▶ _CONSIGNE 1_
Pouvez-vous résumer en deux phrases le texte sur la lenteur de la justice ?
▶ _CONSIGNE 2_
Poursuivez le texte sur la lenteur de la justice à la suite de sa dernière phrase.

Le président de la République a reçu, mercredi dernier le président du conseil supérieur provisoire de la magistrature, Moncef Kchaou, et l’entretien a porté sur des questions en rapport, notamment, avec « le temps judiciaire », mais aussi de l’issue de certaines affaires et du rôle du conseil supérieur de la justice judiciaire dans l’accélération de l’examen d’un ensemble de pratiques afin que les tribunaux permettent le rétablissement des droits de chacun.
Kas Saied a mis le doigt sur le problème de la lenteur de la justice qu’endurent les justiciables, pas seulement en Tunisie, mais partout ailleurs et notamment dans les pays dotés d’instances judiciaires et de législations dans le but de permettre aux citoyens de recouvrer leurs droits.
Cependant cette lenteur est également dans le but d’éviter une justice expéditive et c’est la raison pour laquelle, ont été votées des lois réglementant la procédure judiciaire, qui va du principe de la compétence des tribunaux afin d’assurer la neutralité et l’impartialité du juge, jusqu’au principe du procès équitable permettant à toutes les parties de présenter les moyens destinés à soutenir leurs demandes et assurer leur défense par tous les moyens. C’est justement ces éléments de procédure qui font qu’une affaire peut se prolonger dans le temps. Au civil, le temps subjectif vécu par le demandeur est toujours trop long. Le défendeur est partagé entre le désir d’être rapidement fixé sur son sort et celui de retarder l’échéance quand il pressent qu’elle l’obligera à subir des conséquences qu’il redoute. Au pénal, il y a toujours ce désir du plaignant de voir le « coupable » puni le plus vite possible. C’est la raison pour laquelle, il trouve qu’il y a une perte de temps par les délais de procédure et notamment les mécanismes de prescription de l’action publique.
Justice expéditive et manque de diligence
Kais Saied a toujours déploré le manque de diligence dans certaines affaires. Seulement, ce n’est pas toujours la faute à la justice. Certes il y a eu des cas, notamment dans les affaires des assassinats de chokri Belaïd et Mohamed Brahmi, où les dossiers ont trainé dans les tiroirs du procureur, qui, en outre s’est comporté d’une manière partiale, selon le comité de défense des intérêts des deux martyrs, allant jusqu’à retirer certains documents du dossier afin d’occulter la vérité. Dans des affaires analogues il est donc nécessaire qu’intervienne le procureur général et le ministre de la justice en vue de mettre fin à de tels abus. Mais d’un autre côté il y a des affaires qui mettent du temps pour les besoins de la procédure tels qu’une expertise qui a semblé mal accomplie et qui a été de ce fait contestée par la partie adverse, laquelle a demandé une deuxième expertise. En matière civile il y a des affaires qui arrivent jusqu’aux chambre réunies. Ce qui veut dire qu’elles ont été présentées au moins deux fois devant la cour de cassation. Le temps judiciaire est tributaire de toutes formalités incitées par la procédure.

▶ _LIGNES_
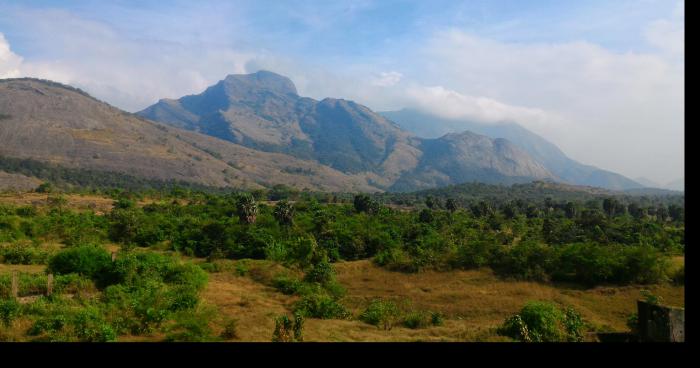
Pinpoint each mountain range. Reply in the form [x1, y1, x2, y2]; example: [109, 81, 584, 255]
[0, 71, 656, 192]
[137, 71, 555, 191]
[381, 109, 644, 190]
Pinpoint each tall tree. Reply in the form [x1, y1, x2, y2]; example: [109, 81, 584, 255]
[236, 194, 258, 224]
[272, 200, 294, 226]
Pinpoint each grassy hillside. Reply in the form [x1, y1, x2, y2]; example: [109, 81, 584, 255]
[0, 191, 685, 341]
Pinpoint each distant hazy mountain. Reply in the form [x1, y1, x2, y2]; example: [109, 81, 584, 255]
[664, 178, 685, 191]
[0, 78, 379, 191]
[138, 71, 554, 190]
[381, 109, 644, 190]
[634, 176, 663, 188]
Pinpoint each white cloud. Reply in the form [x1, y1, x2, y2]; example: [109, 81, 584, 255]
[0, 1, 685, 182]
[371, 71, 403, 87]
[407, 86, 560, 126]
[0, 33, 22, 78]
[406, 29, 685, 182]
[0, 10, 255, 111]
[644, 1, 685, 57]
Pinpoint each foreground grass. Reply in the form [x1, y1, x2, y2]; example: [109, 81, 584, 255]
[0, 260, 685, 342]
[194, 261, 684, 341]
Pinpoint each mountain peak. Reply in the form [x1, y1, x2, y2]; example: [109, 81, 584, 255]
[223, 70, 298, 96]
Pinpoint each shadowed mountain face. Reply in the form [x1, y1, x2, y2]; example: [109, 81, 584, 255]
[0, 79, 379, 191]
[138, 71, 555, 190]
[381, 109, 644, 190]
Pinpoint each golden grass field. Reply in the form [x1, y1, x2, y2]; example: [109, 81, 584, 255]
[0, 194, 685, 342]
[0, 253, 685, 342]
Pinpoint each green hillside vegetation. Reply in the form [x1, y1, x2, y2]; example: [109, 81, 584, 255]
[0, 187, 685, 341]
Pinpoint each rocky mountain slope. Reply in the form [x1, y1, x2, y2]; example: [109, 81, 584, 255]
[138, 71, 556, 190]
[0, 79, 378, 191]
[381, 109, 644, 190]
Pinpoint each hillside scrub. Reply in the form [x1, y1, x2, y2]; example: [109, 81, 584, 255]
[0, 188, 685, 286]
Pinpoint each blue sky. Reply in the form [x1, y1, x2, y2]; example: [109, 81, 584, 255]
[0, 0, 684, 184]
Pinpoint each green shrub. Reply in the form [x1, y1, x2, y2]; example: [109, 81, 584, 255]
[272, 315, 294, 342]
[491, 241, 556, 281]
[221, 319, 238, 340]
[671, 265, 685, 285]
[403, 311, 432, 329]
[430, 312, 445, 326]
[165, 309, 217, 342]
[293, 293, 350, 319]
[0, 241, 50, 265]
[359, 299, 400, 330]
[497, 302, 585, 342]
[0, 299, 21, 327]
[71, 307, 117, 342]
[304, 259, 334, 284]
[272, 275, 306, 295]
[47, 245, 112, 279]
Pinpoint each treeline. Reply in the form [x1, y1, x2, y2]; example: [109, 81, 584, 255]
[0, 193, 685, 285]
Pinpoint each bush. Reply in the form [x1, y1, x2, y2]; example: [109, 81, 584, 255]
[47, 245, 112, 279]
[360, 299, 400, 330]
[71, 307, 117, 342]
[498, 302, 584, 342]
[671, 265, 685, 285]
[0, 299, 21, 327]
[165, 309, 217, 342]
[272, 275, 306, 295]
[293, 293, 350, 319]
[0, 241, 50, 265]
[491, 242, 556, 281]
[220, 319, 238, 340]
[304, 259, 334, 284]
[403, 311, 432, 329]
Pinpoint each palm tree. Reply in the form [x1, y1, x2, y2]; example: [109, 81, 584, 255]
[273, 200, 294, 226]
[236, 195, 258, 224]
[445, 198, 459, 212]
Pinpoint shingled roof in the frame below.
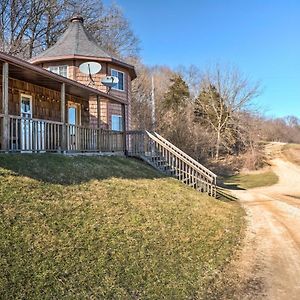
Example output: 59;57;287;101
34;16;111;60
30;16;136;79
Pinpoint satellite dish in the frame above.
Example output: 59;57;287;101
79;61;102;76
101;76;119;88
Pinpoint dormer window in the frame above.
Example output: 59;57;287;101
111;69;125;91
48;66;68;77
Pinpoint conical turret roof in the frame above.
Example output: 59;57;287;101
33;16;111;61
30;16;136;79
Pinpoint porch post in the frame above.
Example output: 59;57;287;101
60;83;67;151
1;62;9;151
97;95;101;151
121;104;128;156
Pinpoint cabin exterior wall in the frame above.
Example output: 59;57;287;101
38;59;131;130
0;76;90;126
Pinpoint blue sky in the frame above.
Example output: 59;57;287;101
105;0;300;117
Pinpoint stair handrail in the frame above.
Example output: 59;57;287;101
146;131;216;185
146;131;217;178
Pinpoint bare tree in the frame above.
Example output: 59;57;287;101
195;65;260;159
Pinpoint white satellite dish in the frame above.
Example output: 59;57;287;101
79;61;102;76
101;76;119;88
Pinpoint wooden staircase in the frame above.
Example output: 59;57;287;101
127;131;217;197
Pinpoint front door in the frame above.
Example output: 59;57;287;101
68;102;80;150
21;95;32;151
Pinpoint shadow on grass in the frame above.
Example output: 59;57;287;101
218;181;245;191
0;154;166;185
284;195;300;200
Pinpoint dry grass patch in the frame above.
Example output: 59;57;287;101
0;155;244;299
282;144;300;165
224;170;278;189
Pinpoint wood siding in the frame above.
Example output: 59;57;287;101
0;75;90;126
40;58;131;130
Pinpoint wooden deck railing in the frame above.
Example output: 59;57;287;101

▶ _RÉPONSE FINALE 1_
Le président de la République a reçu le président du conseil supérieur provisoire de la magistrature, Moncef Kchaou, pour évoquer notamment « le temps judiciaire » et la lenteur de la justice, que Kais Saied a toujours déplorée. Cette lenteur découle pourtant en partie des règles de procédure destinées à éviter une justice expéditive et à garantir un procès équitable, même si certains dossiers ont aussi traîné par manque de diligence du procureur.

▶ _RÉPONSE FINALE 2_
Fonction judiciaire et indépendance de la justice
En fait, et hormis certaines affaires très particulières, qui nécessitent que le Président de la République intervienne, cela reste du domaine des instances judiciaires, le chef de l’exécutif, n’ayant qu’un droit de regard relatif, sans exercer d’influence ou d’ascendant sur la bonne marche du service public judicaire. C’est justement du rôle du conseil supérieur de la magistrature d’intervenir et il est le plus à même de la faire, en cas de retard flagrant et inhabituel dans une affaire. Mais que peut-il lorsque le report d’une affaire est imposé par les règles de la procédure ? rien du tout quand bien même il soit mû par l’exécutif qui lui donne certaines directives.
Cependant et en vertu de la Constitution de 2022, il ne s’agit plus désormais de pouvoir, mais de fonction judiciaire. Le Président de la République n’intervient que pour mettre en exécution les jugements qui sont émis au nom du peuple. C’est donc dans le cadre de la loi qu’il peut seulement agir, autrement ce serait une ingérence qui affecte l’indépendance de la justice, principe consacré par la constitution de 2022 en ces termes « il n’y a point de pouvoir sur le juge que la loi ».
Droits et politique juridique
Le temps judiciaire n’est estimé que par rapport aux impondérables procédurales, dans chaque affaire. Kais Saied qui a toujours été préoccupé par la lenteur de la procédure, fait abstraction de ces impondérables, en exhortant le président du conseil provisoire de la magistrature d’exercer le rôle qui lui est dévolu, afin de permettre « l’accélération de l’examen d’un ensemble de pratiques pour le rétablissement des droits de chacun ». Pour lui le temps judiciaire doit être subordonné aux exigences de la politique juridique. Cependant si celle-ci est conçue par les gouvernants, la justice ne peut être appliquée que par les magistrats en vertu de la loi.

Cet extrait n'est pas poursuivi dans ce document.